▶ [Records provided]:

┏━━

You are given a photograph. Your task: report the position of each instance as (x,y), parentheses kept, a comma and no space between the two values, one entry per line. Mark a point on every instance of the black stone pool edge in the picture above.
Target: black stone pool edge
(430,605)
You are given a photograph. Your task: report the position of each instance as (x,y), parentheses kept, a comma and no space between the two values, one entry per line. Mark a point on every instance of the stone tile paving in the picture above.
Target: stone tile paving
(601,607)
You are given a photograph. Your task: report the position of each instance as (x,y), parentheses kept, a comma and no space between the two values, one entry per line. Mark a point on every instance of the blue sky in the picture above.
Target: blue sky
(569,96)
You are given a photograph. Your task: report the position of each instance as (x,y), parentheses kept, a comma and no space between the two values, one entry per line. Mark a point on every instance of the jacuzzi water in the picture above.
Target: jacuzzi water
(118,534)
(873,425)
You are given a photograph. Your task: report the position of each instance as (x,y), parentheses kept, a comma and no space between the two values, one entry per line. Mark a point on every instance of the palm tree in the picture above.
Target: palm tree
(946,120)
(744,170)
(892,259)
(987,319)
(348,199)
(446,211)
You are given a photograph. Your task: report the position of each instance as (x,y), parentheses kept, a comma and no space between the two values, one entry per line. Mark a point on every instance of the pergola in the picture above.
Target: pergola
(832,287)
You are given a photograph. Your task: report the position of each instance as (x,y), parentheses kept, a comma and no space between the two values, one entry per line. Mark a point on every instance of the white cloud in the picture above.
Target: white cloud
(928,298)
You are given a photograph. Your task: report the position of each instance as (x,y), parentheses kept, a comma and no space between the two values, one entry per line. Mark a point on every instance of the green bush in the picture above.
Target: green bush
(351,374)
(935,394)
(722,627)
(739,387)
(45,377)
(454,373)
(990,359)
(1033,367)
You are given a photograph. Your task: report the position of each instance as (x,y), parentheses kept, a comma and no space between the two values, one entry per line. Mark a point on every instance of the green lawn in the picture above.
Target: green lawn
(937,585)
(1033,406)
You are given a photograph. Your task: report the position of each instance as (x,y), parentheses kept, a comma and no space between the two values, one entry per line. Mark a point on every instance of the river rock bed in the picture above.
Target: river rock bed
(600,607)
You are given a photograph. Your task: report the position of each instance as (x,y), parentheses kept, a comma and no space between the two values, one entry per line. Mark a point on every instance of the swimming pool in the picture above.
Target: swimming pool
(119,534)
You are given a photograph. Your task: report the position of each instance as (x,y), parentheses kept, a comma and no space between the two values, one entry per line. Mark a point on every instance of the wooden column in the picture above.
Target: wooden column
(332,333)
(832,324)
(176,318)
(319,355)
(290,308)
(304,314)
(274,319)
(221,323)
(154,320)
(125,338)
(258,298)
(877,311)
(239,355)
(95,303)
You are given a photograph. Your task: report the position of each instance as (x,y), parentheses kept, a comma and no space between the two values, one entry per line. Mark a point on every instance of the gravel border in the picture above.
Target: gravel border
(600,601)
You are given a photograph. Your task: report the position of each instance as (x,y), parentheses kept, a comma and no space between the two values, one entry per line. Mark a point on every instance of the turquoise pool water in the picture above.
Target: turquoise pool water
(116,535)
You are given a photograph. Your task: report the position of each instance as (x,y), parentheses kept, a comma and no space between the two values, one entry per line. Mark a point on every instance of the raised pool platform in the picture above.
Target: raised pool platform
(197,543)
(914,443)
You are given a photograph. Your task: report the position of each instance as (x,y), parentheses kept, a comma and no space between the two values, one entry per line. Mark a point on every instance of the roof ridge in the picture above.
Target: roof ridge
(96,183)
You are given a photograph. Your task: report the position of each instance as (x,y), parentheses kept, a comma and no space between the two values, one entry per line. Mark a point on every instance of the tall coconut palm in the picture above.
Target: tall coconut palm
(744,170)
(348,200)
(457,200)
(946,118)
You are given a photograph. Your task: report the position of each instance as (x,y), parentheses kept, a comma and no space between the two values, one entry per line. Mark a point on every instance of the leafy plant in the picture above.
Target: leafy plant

┗━━

▶ [Required task]: Repeat all of the records above word for word, without changing anything.

▶ [Result for this exercise]:
You are given a photograph. Your task: report the position of each instance as (x,y), parentheses kept, a comma and no space between the two values, one entry per line. Mark a point on every instance of the black stone pool edge in the picture above.
Target: black stone pool edge
(430,605)
You are given a photograph. Your task: report the position of each instance as (x,y), parentheses kept, a comma and no space between the two values, one entry per line. Mark a point on every instance of the stone tile paving in the picture above.
Target: stone tile paving
(601,607)
You are given a photograph. Your task: report the position of each instance as (x,y), parentheses kept, a comma and no space between the two values, one entry per line. Mark a point on every instance of the blue sky in the picture above.
Target: blue sky
(569,96)
You are given a photograph. Your task: report the position of each instance as (x,y), parentheses kept, a comma and no space between the two values, one entry per line. Mark a point on every instance of the jacuzzi water in the picture above.
Target: jacuzzi water
(118,534)
(873,425)
You are given a photograph. Your task: report the position of each instance as (x,y), parentheses kept, a comma and no space between the two values, one entry per line. Mark a point on every instance of the palm tree in the picture above.
Target: palm tree
(946,120)
(744,170)
(892,259)
(987,319)
(348,199)
(446,211)
You are given a photograph. Your task: report the position of each instance as (x,y), parentheses kept, a comma and no space between the two values, one entry per line. Mark a point on every instance of the pergola in the picture above.
Target: pergola
(832,287)
You are given a photograph. Your task: report the position of each instance as (x,y), parentheses kept, a comma and no space between the two values, one entry per line. Mark a point on every instance of the white cloud in the picture above.
Target: white cloud
(928,298)
You are given a photograph. Your task: report the position of each instance as (x,y), parentheses kept, a comma and no space between the two values, one entry per line. Mark a point on every instance of the green bush in the picture above.
Target: green bush
(351,374)
(935,394)
(722,627)
(739,387)
(45,377)
(454,373)
(990,359)
(1033,367)
You are given a photograph. Your task: report the position of each instance as (x,y), parentheses kept, a comma and no space between the two values, one entry per line. Mark a point on every instance of the green lawn in the picture above.
Target: green lawn
(937,585)
(1033,406)
You are given a photograph. Your task: report the position of each instance as (x,y), parentheses kept, a comma and no space between the two values, one entry per line. Mark a point on every instance of the river rock bed in the picture above.
Target: river rock bed
(600,607)
You are given a photograph. Your task: report the position of each instance as (x,y), parentheses kept, a comma and no space between the two values, one entry per line. Mark a point on every instance of the swimming pool in the picture above.
Target: swimming pool
(119,534)
You are given a photograph. Your task: report the position of each instance as (x,y), parentheses kept, a comma and no space between the two values, one entry per line. Mark a point on every instance of the wooden column in the picture above.
Target: wooden column
(332,333)
(832,324)
(176,318)
(319,355)
(290,308)
(304,314)
(274,319)
(221,323)
(154,320)
(125,338)
(258,298)
(877,311)
(239,355)
(95,303)
You are given a photograph. Your task: report the position of each instance as (x,y), parentheses kept, a comma and no space between the two values, one entry per line. Mark a point on every instance of the gravel border in the picture above.
Target: gravel border
(600,601)
You are given a photograph. Your task: report the position of each instance as (x,y), parentheses kept, a comma and no space between the two values, one entry per line. Mark a point on every instance of the turquoise pool water in the picture above.
Target: turquoise pool water
(116,535)
You are given a photograph. Your task: report the position of each instance as (x,y), parentheses kept, a comma and no space between the two values, one entry per line. Mark a point on every instance of the raised pool platform in the picture above.
Target: raised pool platform
(197,543)
(914,443)
You are given a photograph. Your task: report the position of each instance as (x,y), parentheses kept, a comma and no space between the two values, one entry per line. Mark a point on every instance of the roof ridge in the picture above.
Target: roof ridge
(96,183)
You are given a photograph. Your task: report the position of each instance as (x,y), parentheses kept, a comma and no space between the two values, one entry per line. Mark a point on every instance of the tall coconut palm in the picture above.
Target: tall coconut palm
(744,170)
(348,200)
(457,200)
(946,118)
You are given a photograph. Your task: report the position of each instance as (x,y), parentheses kept, a comma and no space between the two values, one entry per line. Mark a point on every instance of the leafy plant in the picture above.
Target: leafy plant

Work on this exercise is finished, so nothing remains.